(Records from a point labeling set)
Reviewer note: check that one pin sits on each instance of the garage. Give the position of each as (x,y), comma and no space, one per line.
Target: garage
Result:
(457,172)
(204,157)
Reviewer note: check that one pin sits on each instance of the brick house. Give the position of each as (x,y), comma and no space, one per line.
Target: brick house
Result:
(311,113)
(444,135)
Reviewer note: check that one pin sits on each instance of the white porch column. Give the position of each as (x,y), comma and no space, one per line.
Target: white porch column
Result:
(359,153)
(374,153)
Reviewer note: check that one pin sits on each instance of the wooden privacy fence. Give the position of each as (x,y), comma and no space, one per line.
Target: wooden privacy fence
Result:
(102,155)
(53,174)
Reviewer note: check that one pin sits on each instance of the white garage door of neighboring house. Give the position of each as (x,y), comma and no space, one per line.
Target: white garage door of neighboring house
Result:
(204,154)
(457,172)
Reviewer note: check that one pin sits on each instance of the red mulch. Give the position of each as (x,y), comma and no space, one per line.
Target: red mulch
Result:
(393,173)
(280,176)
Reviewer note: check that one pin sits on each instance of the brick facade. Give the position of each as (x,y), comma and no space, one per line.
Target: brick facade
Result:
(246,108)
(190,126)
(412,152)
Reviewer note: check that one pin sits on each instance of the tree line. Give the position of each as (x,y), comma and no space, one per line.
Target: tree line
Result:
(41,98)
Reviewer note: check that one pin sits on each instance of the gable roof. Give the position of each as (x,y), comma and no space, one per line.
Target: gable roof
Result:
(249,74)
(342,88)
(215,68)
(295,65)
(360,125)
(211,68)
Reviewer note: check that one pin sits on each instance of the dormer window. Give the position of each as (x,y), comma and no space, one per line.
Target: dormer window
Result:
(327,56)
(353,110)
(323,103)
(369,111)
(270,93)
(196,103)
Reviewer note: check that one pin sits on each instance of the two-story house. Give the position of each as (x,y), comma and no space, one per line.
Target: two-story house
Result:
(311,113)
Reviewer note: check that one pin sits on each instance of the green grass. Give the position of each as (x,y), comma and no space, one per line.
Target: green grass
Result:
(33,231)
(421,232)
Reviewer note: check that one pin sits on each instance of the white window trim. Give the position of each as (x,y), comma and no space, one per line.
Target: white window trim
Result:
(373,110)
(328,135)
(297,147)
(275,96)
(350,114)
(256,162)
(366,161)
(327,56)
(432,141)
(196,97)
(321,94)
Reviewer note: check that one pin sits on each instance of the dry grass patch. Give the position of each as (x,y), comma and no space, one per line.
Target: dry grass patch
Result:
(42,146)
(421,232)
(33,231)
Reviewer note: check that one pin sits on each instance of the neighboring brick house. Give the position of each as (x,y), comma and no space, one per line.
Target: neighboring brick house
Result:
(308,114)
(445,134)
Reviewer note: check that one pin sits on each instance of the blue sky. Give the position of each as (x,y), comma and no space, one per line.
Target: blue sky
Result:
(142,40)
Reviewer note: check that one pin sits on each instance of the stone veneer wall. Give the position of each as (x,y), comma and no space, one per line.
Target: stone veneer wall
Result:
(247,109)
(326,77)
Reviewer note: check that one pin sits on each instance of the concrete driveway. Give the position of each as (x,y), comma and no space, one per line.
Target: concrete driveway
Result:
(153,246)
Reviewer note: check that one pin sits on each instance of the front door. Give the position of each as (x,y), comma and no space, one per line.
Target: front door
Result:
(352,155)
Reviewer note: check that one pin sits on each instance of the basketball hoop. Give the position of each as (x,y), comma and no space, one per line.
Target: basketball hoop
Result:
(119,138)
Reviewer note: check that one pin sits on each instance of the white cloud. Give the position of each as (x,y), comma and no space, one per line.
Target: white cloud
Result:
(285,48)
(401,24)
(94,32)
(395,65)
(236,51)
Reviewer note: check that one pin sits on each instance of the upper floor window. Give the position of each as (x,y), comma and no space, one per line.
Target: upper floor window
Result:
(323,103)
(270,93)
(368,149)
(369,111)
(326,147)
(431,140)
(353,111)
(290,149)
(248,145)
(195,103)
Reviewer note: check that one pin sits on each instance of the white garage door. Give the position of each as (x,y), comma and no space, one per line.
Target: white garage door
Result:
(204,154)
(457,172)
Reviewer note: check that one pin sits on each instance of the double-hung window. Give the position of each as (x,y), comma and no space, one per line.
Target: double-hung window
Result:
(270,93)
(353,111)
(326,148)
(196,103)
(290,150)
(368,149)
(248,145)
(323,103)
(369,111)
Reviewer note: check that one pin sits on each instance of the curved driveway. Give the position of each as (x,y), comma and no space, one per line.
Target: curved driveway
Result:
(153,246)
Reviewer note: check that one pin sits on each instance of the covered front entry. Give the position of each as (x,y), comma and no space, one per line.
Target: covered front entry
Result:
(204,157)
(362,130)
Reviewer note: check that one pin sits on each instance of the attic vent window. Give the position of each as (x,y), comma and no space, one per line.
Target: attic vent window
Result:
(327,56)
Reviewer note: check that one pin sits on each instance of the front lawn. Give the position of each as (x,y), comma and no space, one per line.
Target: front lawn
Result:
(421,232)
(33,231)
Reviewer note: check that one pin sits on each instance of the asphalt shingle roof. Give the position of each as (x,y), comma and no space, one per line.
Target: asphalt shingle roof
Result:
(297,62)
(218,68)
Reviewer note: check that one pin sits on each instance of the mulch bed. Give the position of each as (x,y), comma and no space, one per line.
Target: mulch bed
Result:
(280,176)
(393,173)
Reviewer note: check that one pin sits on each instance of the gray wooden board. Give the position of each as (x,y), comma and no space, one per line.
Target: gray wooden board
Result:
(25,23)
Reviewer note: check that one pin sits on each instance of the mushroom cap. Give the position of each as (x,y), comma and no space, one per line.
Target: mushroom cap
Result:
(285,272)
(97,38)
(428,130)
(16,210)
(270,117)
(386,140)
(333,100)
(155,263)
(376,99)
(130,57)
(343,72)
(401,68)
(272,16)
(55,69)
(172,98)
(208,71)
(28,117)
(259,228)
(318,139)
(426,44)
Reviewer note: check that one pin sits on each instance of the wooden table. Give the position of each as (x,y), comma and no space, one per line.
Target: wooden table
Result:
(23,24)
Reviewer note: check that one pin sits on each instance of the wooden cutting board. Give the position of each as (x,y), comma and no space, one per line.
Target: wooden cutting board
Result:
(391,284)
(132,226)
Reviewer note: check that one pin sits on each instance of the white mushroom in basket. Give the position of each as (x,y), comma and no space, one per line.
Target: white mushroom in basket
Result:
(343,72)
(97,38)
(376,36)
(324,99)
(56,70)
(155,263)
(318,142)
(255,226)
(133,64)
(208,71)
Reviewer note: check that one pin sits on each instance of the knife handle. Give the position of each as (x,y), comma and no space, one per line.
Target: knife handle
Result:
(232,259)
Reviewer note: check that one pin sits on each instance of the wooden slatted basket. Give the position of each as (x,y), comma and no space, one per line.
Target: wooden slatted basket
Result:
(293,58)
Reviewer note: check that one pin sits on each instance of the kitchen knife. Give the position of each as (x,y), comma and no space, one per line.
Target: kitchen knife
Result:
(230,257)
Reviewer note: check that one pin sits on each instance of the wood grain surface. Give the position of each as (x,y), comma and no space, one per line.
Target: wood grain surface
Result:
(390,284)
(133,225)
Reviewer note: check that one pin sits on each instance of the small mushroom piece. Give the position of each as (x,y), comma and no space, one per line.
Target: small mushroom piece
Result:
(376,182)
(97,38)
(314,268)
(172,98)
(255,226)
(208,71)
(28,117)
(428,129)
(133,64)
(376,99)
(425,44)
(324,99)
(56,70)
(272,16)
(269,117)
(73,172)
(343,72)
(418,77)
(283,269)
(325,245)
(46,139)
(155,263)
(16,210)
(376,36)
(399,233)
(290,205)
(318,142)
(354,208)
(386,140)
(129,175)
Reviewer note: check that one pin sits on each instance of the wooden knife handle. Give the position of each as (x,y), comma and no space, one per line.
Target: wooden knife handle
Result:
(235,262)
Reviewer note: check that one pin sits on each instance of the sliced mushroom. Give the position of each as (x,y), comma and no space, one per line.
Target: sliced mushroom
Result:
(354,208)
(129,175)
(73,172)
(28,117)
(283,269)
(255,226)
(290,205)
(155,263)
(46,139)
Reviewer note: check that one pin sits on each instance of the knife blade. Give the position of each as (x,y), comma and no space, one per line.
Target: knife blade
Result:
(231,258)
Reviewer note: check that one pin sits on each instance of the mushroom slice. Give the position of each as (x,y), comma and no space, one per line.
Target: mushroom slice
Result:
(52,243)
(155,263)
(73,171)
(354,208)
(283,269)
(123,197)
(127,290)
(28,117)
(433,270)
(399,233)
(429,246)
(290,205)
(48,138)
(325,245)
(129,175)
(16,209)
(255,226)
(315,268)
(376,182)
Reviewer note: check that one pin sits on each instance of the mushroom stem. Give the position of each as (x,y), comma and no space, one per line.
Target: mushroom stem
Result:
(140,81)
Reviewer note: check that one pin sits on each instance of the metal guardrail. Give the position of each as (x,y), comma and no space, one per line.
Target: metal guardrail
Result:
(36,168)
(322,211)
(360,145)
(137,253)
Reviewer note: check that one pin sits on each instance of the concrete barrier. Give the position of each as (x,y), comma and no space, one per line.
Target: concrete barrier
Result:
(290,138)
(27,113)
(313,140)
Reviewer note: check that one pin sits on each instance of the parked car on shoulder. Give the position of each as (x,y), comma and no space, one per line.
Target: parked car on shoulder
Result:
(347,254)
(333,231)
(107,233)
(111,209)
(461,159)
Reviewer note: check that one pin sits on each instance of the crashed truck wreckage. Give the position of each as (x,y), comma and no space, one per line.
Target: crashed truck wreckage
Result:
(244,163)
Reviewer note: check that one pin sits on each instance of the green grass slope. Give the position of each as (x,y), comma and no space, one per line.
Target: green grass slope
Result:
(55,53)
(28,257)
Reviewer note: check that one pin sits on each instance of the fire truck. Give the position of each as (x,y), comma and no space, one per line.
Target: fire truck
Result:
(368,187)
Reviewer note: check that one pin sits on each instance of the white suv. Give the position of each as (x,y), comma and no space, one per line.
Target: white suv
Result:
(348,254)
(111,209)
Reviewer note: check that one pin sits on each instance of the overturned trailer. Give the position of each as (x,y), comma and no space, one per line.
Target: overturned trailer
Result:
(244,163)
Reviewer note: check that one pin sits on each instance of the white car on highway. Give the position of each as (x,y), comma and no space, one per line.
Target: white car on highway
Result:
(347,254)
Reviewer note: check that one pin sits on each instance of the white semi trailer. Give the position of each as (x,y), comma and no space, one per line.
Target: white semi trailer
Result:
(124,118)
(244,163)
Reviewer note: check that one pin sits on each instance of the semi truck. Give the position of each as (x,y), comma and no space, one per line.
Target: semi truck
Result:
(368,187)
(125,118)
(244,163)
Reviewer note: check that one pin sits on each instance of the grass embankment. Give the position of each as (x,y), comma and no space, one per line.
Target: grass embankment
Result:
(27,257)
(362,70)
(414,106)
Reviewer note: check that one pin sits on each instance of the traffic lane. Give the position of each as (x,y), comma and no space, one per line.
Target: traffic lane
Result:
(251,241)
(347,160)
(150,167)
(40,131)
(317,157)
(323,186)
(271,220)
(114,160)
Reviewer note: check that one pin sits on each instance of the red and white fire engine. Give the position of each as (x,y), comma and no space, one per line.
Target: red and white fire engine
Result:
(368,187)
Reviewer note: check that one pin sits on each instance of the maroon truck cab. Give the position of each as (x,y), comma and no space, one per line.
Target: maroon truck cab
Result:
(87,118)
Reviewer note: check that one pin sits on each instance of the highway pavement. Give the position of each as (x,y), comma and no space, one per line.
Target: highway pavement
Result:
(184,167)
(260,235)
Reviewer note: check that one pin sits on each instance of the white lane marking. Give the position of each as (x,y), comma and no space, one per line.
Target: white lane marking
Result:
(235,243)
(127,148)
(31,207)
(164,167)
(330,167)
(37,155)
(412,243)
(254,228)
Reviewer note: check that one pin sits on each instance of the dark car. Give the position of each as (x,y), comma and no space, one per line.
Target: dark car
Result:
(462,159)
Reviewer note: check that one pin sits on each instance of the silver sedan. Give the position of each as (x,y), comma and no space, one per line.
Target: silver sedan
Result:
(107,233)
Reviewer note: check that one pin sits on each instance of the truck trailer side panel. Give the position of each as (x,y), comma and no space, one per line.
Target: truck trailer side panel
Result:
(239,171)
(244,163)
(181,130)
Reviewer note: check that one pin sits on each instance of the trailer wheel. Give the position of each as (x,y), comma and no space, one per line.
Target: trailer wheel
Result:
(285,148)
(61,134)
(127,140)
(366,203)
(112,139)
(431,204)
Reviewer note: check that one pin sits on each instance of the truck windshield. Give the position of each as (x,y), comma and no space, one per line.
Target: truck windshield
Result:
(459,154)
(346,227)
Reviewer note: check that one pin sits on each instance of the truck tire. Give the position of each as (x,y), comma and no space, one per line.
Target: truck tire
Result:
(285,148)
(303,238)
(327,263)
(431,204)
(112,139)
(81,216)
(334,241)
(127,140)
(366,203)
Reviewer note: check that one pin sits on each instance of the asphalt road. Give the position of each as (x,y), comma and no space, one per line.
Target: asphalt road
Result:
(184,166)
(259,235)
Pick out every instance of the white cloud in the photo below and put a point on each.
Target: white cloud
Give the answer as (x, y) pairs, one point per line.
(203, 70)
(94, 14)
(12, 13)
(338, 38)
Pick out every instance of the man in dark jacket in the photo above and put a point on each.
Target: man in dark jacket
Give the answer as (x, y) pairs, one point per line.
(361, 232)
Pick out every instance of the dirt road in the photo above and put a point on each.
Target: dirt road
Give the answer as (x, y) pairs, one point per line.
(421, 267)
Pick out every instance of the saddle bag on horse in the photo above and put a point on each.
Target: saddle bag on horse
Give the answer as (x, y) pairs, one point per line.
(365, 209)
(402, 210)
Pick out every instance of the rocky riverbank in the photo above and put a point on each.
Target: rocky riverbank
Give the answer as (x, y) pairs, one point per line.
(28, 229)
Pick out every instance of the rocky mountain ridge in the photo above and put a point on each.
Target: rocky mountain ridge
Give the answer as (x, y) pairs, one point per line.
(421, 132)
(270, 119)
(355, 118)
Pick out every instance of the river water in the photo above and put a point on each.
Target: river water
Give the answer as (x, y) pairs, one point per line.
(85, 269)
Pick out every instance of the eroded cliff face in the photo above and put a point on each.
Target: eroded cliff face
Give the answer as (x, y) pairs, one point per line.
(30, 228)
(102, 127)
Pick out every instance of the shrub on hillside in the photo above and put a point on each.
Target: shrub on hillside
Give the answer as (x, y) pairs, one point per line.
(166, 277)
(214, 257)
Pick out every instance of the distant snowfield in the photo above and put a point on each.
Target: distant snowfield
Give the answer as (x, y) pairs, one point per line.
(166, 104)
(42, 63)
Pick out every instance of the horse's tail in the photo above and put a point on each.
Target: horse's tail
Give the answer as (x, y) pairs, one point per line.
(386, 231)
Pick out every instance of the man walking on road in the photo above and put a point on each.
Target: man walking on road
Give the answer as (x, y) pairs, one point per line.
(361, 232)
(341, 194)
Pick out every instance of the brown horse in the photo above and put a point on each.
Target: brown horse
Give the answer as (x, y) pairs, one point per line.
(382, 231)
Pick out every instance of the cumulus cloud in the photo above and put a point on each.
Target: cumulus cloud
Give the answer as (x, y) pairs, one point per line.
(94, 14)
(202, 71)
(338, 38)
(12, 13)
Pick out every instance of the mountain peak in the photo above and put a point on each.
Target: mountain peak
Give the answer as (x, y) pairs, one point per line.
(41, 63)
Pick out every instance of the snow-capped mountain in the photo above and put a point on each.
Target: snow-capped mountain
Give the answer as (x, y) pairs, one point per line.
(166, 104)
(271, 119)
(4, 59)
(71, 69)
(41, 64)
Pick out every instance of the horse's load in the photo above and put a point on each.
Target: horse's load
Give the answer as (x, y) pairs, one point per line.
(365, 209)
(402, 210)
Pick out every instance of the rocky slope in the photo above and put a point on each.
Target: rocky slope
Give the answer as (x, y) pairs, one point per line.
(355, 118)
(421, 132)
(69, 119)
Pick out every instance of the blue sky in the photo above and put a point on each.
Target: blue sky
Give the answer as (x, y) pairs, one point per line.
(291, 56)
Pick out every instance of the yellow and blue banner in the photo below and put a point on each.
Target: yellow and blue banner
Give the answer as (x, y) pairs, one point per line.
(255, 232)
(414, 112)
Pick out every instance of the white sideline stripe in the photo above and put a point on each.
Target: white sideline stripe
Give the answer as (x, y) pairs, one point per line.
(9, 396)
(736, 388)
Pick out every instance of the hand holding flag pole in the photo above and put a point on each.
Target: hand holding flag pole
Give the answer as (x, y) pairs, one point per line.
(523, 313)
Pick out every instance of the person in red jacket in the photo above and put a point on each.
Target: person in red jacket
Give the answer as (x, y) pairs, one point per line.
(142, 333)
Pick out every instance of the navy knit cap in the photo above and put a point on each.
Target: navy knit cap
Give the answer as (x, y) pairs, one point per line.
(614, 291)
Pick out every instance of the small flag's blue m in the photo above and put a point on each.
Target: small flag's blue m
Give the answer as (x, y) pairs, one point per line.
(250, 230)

■ WHAT THE TASK REQUIRES: Copy each line exactly, from the line containing "Pick out every instance of the cumulus" down to the last line of the material, and no other lines.

■ CORRECT RESPONSE:
Pick out every instance of the cumulus cloud in the photo above and put a point on each.
Target: cumulus cloud
Give the answer as (x, y) pairs, one point per line.
(94, 14)
(202, 71)
(338, 38)
(12, 13)
Pick out every instance of the mountain peak in the photo above and put a point on each.
Target: mountain peak
Give the answer as (x, y) pairs, one point per line.
(41, 63)
Pick out every instance of the snow-capped mountain in the photo above and put a point on each.
Target: snow-capped mountain
Give the answer as (x, y) pairs, one point per line.
(166, 104)
(271, 119)
(4, 59)
(71, 69)
(41, 64)
Pick out every instance of the horse's load in the photo above and put a point on each.
Target: horse's load
Give the answer as (x, y) pairs, one point per line.
(365, 209)
(402, 210)
Pick out every instance of the rocky slope in the photo above and put a point on each.
Target: rocky slope
Give the answer as (x, y) pairs, one point per line.
(355, 118)
(421, 132)
(69, 119)
Pick out every instance of the blue sky in the photo above and put a point on each.
Target: blue sky
Give the answer as (x, y) pairs, one point per line.
(291, 56)
Pick out every instance of the yellow and blue banner in the photo below and put a point on each.
Target: yellow and blue banner
Give the answer as (x, y) pairs, one point per line.
(255, 232)
(414, 112)
Pick out every instance of the white sideline stripe in the photo above and put a point on each.
Target: white sideline stripe
Give the answer as (x, y) pairs, one point per line.
(9, 396)
(736, 388)
Pick out every instance of the hand holding flag pole in the photo above and put a point on each.
Target: hand holding flag pole
Give the answer as (x, y) pairs, one point per line.
(523, 313)
Pick out every instance of the person in red jacket in the photo above and put a point on each.
Target: person in red jacket
Give the answer as (x, y) pairs, one point per line.
(142, 333)
Pick out every instance of the navy knit cap in the photo above and put a point on each.
Target: navy knit cap
Give the answer as (x, y) pairs, one point per line.
(614, 291)
Pick out every instance of the small flag's blue m in the photo above and put a point on each.
Target: small flag's blue m
Give the answer as (x, y) pairs, one point per line.
(250, 230)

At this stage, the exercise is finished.